Sorry for the long post.


----------



## grinder37 (Mar 1, 2013)

To protect and provide for my wife and two boys,what else?I'm nobody without them,even though I have my days that I need to let them know that.


----------



## inceptor (Nov 19, 2012)

Yeah, I can't imagine life without my wife. Her family is pretty cool too so it's my responsibility to care for them all. They don't think like me but they are aware of what I am doing. They also know to beat feet over here if it gets ugly.


----------



## Desert Marine (Nov 20, 2012)

So I can die and go to heaven!


----------



## Blackcat (Nov 12, 2012)

Moonshinedave said:


> I guess my goals aren't near as noble. I figure I was put onto this earth, and I'll struggle to stay here and on this side of the daisies as long as I possible can. If that just dealing with modern life, or if the SHTF, I'll plug along till the good Lord takes me. If someone decides to hurry my exit, I plan on making it very costly on whomever.

● **TASK SET**:
#1 Edit the forum thread from "Yeah, I can't" up to and including "go to heaven!", replacing "beat feet" with "head".
#2 Resume the forum thread on reasons for preparing, picking up after its final sentence.
The listing that follows is separate material and is not part of the forum thread.

● **GIVEN DATA**:

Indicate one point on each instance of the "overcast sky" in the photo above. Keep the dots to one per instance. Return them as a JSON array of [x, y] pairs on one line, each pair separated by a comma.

● **PER-TASK OUTPUTS**:
#1
Yeah, I can't imagine life without my wife. Her family is pretty cool too so it's my responsibility to care for them all. They don't think like me but they are aware of what I am doing. They also know to head over here if it gets ugly.


----------



## Desert Marine (Nov 20, 2012)

So I can die and go to heaven!

#2
This pretty much sums it up for me as well.


----------



## PaulS (Mar 11, 2013)

What do you expect after the crisis is over? Do you think that the country will just naturally turn back to the type of government that you enjoy or is it not an interest that you have?

My feeling is that after the crisis we will have to rebuild the republic to get rid of the abuses of government and return to a free society.


----------



## 8675309 (Feb 17, 2013)

PaulS said:


> What do you expect after the crisis is over? Do you think that the country will just naturally turn back to the type of government that you enjoy or is it not an interest that you have?
> 
> My feeling is that after the crisis we will have to rebuild the republic to get rid of the abuses of government and return to a free society.


I hope that is what happens. But the way society is today, you just don't know how will have power.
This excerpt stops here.